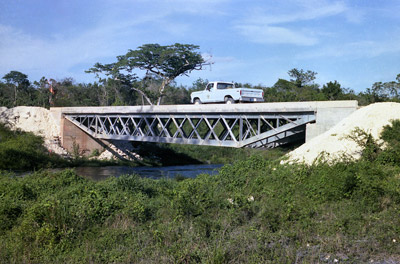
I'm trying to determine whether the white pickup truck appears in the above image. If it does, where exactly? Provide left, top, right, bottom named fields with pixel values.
left=190, top=81, right=264, bottom=104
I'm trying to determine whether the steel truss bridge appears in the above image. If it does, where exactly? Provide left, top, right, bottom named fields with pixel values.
left=63, top=104, right=316, bottom=148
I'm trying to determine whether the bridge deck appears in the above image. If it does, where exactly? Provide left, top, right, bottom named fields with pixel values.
left=55, top=100, right=357, bottom=114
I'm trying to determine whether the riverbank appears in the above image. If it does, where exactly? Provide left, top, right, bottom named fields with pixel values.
left=2, top=148, right=400, bottom=262
left=0, top=121, right=291, bottom=171
left=2, top=120, right=400, bottom=262
left=21, top=164, right=224, bottom=181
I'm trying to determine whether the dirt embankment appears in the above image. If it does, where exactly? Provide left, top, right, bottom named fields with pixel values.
left=0, top=106, right=68, bottom=155
left=285, top=102, right=400, bottom=165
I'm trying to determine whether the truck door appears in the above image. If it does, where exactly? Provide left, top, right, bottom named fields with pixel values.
left=204, top=83, right=214, bottom=103
left=215, top=83, right=230, bottom=102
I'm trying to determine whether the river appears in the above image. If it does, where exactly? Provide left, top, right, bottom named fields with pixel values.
left=71, top=163, right=224, bottom=181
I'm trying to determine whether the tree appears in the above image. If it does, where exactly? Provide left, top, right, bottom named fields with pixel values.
left=288, top=68, right=317, bottom=88
left=357, top=73, right=400, bottom=105
left=190, top=78, right=209, bottom=92
left=162, top=84, right=191, bottom=105
left=370, top=75, right=400, bottom=102
left=322, top=81, right=343, bottom=100
left=87, top=43, right=209, bottom=105
left=266, top=70, right=324, bottom=102
left=269, top=79, right=298, bottom=101
left=32, top=77, right=51, bottom=108
left=0, top=81, right=14, bottom=107
left=2, top=71, right=30, bottom=106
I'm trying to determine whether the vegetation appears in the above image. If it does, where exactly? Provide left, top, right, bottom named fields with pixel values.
left=1, top=121, right=400, bottom=263
left=0, top=123, right=286, bottom=171
left=0, top=123, right=68, bottom=171
left=0, top=123, right=144, bottom=171
left=165, top=142, right=292, bottom=165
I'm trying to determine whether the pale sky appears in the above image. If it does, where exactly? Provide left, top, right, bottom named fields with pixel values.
left=1, top=0, right=399, bottom=92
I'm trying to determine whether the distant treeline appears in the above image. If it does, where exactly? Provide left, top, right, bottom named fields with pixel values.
left=1, top=69, right=399, bottom=108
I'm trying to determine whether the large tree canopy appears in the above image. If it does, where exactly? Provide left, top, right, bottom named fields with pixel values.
left=87, top=43, right=208, bottom=105
left=288, top=68, right=317, bottom=88
left=2, top=71, right=30, bottom=106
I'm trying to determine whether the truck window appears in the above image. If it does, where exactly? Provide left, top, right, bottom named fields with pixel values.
left=206, top=83, right=214, bottom=91
left=217, top=83, right=233, bottom=89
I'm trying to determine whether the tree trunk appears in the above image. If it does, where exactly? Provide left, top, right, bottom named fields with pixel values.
left=14, top=85, right=17, bottom=106
left=156, top=79, right=171, bottom=105
left=131, top=87, right=153, bottom=105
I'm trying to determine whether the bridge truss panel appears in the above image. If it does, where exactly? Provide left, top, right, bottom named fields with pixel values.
left=64, top=111, right=316, bottom=148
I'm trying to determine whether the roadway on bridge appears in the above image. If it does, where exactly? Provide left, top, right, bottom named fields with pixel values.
left=53, top=100, right=358, bottom=114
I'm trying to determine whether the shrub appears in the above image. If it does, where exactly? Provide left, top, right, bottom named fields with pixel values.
left=0, top=123, right=67, bottom=170
left=381, top=119, right=400, bottom=144
left=346, top=127, right=382, bottom=162
left=378, top=119, right=400, bottom=164
left=172, top=174, right=218, bottom=218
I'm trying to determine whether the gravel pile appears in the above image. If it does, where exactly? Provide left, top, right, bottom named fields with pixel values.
left=285, top=102, right=400, bottom=165
left=0, top=106, right=67, bottom=155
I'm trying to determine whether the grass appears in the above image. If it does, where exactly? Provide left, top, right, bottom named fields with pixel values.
left=164, top=142, right=291, bottom=164
left=1, top=155, right=400, bottom=263
left=1, top=122, right=400, bottom=262
left=0, top=123, right=69, bottom=171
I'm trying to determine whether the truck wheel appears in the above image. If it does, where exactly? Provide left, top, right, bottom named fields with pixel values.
left=194, top=99, right=201, bottom=105
left=225, top=97, right=235, bottom=104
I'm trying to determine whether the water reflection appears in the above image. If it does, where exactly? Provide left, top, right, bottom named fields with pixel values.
left=73, top=164, right=224, bottom=181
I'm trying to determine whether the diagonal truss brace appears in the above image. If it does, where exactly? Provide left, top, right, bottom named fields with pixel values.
left=64, top=111, right=316, bottom=148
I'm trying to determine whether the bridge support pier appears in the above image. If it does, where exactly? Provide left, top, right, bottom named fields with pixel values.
left=61, top=117, right=105, bottom=156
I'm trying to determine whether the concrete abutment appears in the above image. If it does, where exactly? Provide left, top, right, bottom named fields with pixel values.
left=61, top=117, right=105, bottom=156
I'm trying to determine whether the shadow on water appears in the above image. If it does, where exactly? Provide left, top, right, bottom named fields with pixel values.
left=73, top=164, right=224, bottom=181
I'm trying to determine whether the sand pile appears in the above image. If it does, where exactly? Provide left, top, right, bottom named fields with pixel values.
left=285, top=102, right=400, bottom=165
left=0, top=106, right=68, bottom=155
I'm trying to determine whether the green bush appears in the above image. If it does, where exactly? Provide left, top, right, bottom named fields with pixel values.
left=0, top=123, right=68, bottom=170
left=377, top=119, right=400, bottom=164
left=381, top=119, right=400, bottom=144
left=171, top=174, right=219, bottom=218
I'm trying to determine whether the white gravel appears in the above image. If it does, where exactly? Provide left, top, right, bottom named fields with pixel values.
left=0, top=106, right=67, bottom=155
left=285, top=102, right=400, bottom=165
left=0, top=106, right=59, bottom=138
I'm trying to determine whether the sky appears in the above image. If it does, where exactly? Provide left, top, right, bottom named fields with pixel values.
left=0, top=0, right=399, bottom=92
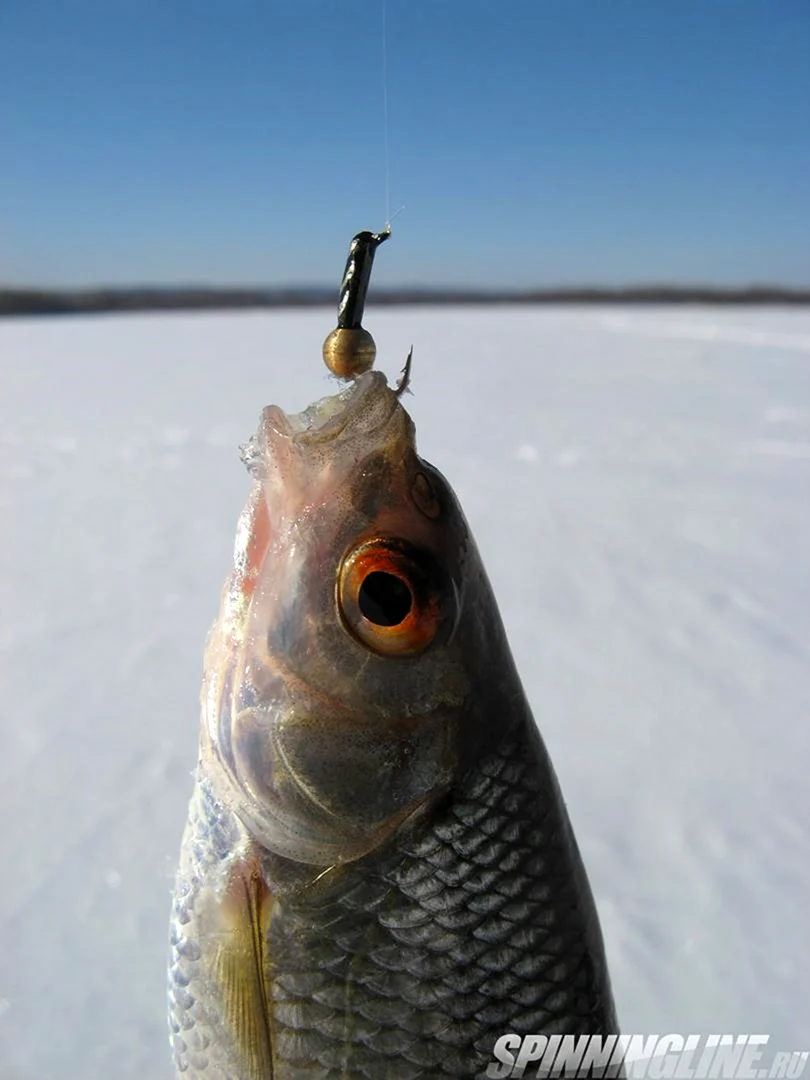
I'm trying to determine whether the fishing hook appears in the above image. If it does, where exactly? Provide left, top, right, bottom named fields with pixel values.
left=395, top=346, right=413, bottom=397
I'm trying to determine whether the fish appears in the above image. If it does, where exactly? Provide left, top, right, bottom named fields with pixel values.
left=168, top=232, right=619, bottom=1079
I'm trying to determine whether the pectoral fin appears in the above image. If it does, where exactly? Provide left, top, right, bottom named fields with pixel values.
left=211, top=855, right=274, bottom=1080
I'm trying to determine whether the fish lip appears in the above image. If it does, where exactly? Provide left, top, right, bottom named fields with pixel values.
left=263, top=370, right=399, bottom=447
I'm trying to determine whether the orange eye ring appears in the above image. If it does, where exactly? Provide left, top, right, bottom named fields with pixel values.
left=337, top=539, right=443, bottom=657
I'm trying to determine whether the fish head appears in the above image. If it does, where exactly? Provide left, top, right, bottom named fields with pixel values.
left=202, top=370, right=515, bottom=868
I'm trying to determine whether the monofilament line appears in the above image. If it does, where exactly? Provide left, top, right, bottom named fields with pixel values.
left=381, top=0, right=391, bottom=228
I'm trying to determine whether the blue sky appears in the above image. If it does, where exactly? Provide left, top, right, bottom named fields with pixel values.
left=1, top=1, right=808, bottom=288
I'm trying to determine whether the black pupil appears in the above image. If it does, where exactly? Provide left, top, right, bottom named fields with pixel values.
left=358, top=572, right=413, bottom=627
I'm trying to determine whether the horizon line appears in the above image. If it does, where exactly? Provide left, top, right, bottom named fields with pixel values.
left=2, top=282, right=810, bottom=318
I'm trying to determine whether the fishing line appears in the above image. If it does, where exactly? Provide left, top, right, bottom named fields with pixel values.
left=381, top=0, right=391, bottom=227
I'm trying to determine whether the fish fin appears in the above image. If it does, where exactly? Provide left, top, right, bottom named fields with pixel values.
left=212, top=854, right=274, bottom=1080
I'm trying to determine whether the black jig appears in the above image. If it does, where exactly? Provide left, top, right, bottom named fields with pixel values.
left=322, top=227, right=390, bottom=379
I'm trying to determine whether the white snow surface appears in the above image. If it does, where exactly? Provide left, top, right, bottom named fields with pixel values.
left=1, top=306, right=809, bottom=1078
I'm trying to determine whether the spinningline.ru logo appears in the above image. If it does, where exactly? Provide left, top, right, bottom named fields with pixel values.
left=486, top=1035, right=810, bottom=1079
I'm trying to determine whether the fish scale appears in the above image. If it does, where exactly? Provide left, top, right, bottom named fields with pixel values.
left=169, top=712, right=617, bottom=1078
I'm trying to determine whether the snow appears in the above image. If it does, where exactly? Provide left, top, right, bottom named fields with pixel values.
left=1, top=306, right=809, bottom=1078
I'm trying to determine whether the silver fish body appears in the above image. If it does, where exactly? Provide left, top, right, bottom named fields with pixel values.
left=169, top=371, right=618, bottom=1079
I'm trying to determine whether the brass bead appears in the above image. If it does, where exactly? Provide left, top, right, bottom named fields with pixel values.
left=322, top=327, right=377, bottom=379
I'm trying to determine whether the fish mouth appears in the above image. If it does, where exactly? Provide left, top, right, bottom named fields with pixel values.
left=239, top=370, right=406, bottom=483
left=263, top=370, right=400, bottom=447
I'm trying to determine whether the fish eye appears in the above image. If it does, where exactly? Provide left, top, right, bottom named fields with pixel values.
left=337, top=539, right=442, bottom=656
left=358, top=571, right=413, bottom=626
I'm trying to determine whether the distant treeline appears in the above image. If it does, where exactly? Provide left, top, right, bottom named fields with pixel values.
left=1, top=285, right=809, bottom=317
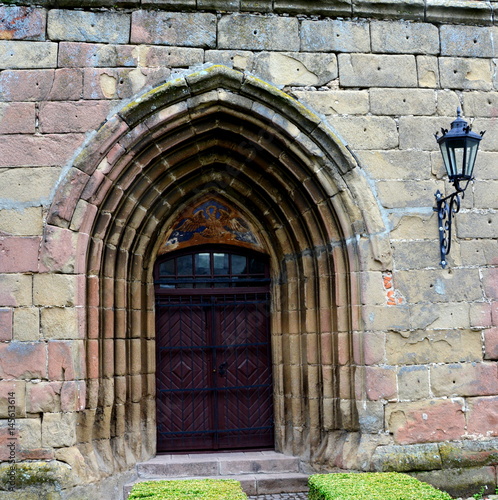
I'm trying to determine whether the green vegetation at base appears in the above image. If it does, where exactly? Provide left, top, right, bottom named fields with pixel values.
left=308, top=472, right=453, bottom=500
left=128, top=478, right=248, bottom=500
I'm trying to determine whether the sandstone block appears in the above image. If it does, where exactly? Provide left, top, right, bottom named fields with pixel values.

┄┄┄┄┄┄┄┄┄┄

Problem to solve → An exact, line-for-line copy is required: from the line containing "I'm trying to determine whether the green vegetation" through the final line of the listing above, both included, with nothing else.

Written answer →
I'm trying to determine whether the green vegetation at base appears in the above image. If it does, where exactly? Provide left, top, right, bottom named fields with pixel values.
left=308, top=472, right=453, bottom=500
left=128, top=478, right=248, bottom=500
I'm trying to determine whether the sandstone block appears in the above image. If it does, where exactly? Provide left, top, right, bottom named fields with pixel values.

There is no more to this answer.